WORK INSTRUCTION:
Could you please reproduce every record below exactly, leaving out the pictures?

DATA FOR THE TASK:
++++++++

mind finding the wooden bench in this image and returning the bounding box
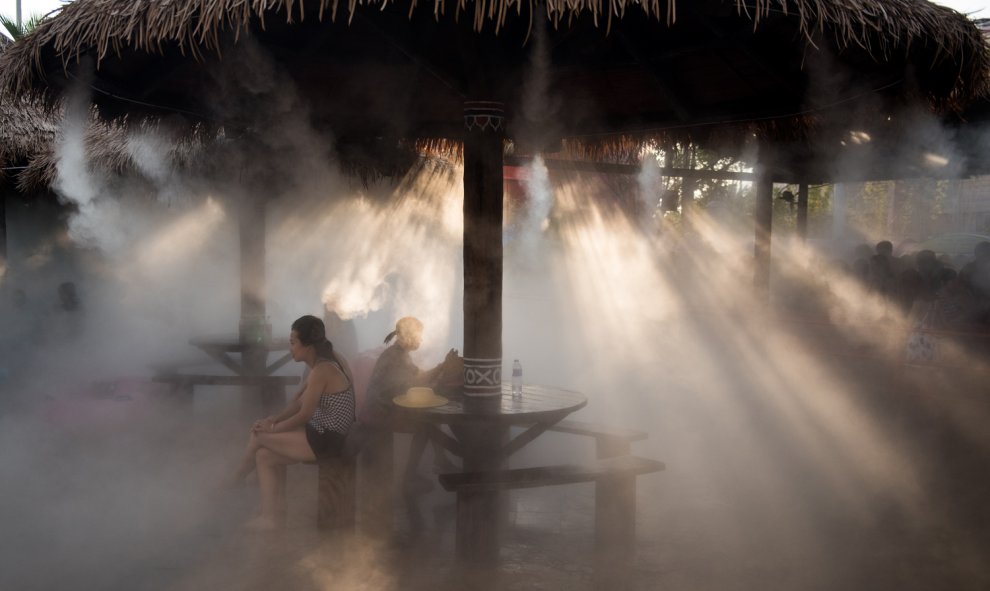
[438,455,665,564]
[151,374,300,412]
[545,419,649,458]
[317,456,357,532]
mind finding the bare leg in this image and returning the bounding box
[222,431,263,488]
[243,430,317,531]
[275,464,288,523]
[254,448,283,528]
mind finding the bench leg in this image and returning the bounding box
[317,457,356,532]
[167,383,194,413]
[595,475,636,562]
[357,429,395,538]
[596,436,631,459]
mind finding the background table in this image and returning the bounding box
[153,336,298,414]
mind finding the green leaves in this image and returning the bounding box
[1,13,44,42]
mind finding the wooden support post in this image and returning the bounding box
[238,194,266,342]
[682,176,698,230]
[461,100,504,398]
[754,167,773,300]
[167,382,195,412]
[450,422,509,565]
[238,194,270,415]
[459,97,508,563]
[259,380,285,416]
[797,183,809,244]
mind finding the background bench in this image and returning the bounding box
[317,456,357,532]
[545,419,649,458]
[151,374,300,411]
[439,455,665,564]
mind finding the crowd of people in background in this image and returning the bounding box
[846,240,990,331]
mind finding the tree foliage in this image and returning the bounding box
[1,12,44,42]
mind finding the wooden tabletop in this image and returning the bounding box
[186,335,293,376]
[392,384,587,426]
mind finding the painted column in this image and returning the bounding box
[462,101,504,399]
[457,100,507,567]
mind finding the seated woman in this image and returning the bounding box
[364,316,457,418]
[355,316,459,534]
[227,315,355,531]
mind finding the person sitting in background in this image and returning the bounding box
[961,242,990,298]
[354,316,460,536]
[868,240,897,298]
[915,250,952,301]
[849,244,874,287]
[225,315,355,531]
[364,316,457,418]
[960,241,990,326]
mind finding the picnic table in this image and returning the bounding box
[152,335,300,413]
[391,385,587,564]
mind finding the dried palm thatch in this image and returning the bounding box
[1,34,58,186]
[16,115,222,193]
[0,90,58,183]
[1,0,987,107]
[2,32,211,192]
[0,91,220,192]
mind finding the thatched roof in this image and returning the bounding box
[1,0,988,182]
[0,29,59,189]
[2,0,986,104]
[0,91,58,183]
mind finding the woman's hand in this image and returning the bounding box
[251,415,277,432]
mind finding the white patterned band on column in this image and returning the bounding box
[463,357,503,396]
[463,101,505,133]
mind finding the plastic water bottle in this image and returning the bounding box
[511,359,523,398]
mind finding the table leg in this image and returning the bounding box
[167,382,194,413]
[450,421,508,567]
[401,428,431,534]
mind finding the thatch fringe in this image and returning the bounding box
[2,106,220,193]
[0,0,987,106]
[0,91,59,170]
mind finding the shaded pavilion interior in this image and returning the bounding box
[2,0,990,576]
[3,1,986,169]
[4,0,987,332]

++++++++

WORKED SOLUTION:
mind finding the wooden bench in this image and returning the bounding box
[438,455,665,564]
[151,374,300,412]
[545,419,649,458]
[317,456,357,532]
mind finding the bare leg in this image and returning the bounding box
[222,431,263,488]
[243,430,317,531]
[275,464,288,523]
[254,448,283,528]
mind finding the bench leg in this image and returning the bounding box
[317,457,356,532]
[167,383,194,413]
[595,475,636,562]
[357,429,395,538]
[596,436,631,459]
mind finding the background table in this image and returning the bounding box
[153,336,298,414]
mind finding the green leaves in this image and returning the bounding box
[1,13,44,42]
mind finding the wooden support post in this image and returning the bounding box
[238,194,266,342]
[682,176,698,230]
[461,100,504,398]
[754,167,773,300]
[167,382,195,412]
[450,422,509,565]
[238,194,270,415]
[459,97,508,563]
[259,380,285,416]
[797,183,809,244]
mind finding the background bench in this image and returning the bounding box
[317,456,357,532]
[545,419,649,458]
[151,374,300,411]
[439,455,665,564]
mind finding the crowd of people in background in this image and returning the bounding box
[846,240,990,331]
mind finding the tree foliage in this image and returning the bounding box
[1,12,44,42]
mind finding the wooden tabletop in this image and returning the bounding box
[186,335,293,376]
[392,384,587,426]
mind finding the painted column in this image and returning the bounding box
[462,101,504,399]
[457,100,507,567]
mind finding the seated woman in this image and returning the bounding box
[364,316,457,418]
[355,316,459,534]
[227,315,355,531]
mind finding the person sitting in background in this image and returning the bounding box
[961,242,990,298]
[354,316,460,536]
[868,240,897,298]
[915,250,952,301]
[849,244,874,287]
[225,315,355,531]
[364,316,457,418]
[960,241,990,326]
mind finding the picnic table in this image and returning the bounding box
[152,335,300,413]
[391,385,587,564]
mind finding the dried palm thatch in this image and returning the bounding box
[1,34,58,186]
[16,115,222,193]
[0,90,58,183]
[1,0,987,107]
[2,32,211,192]
[0,91,220,192]
mind finding the thatched roof in this image and returning the bounding box
[1,0,988,182]
[0,29,59,189]
[2,0,986,104]
[0,91,58,183]
mind finding the woman's hand in this image and returning the bounding box
[251,415,277,432]
mind finding the white patterned band on column in this image and returning the bounding box
[463,357,503,396]
[463,101,505,133]
mind finding the plastic water bottle in this image and returning the bounding box
[511,359,523,398]
mind finding the table leg in this image and returning the bounding box
[167,382,194,413]
[450,421,508,567]
[401,428,431,534]
mind finding the thatch fringe in this image and returning the bounding box
[2,106,220,193]
[0,0,987,106]
[0,91,59,170]
mind finding the shaded pavilion interior in this image and returning the bounding box
[2,0,990,576]
[3,1,986,169]
[4,0,987,332]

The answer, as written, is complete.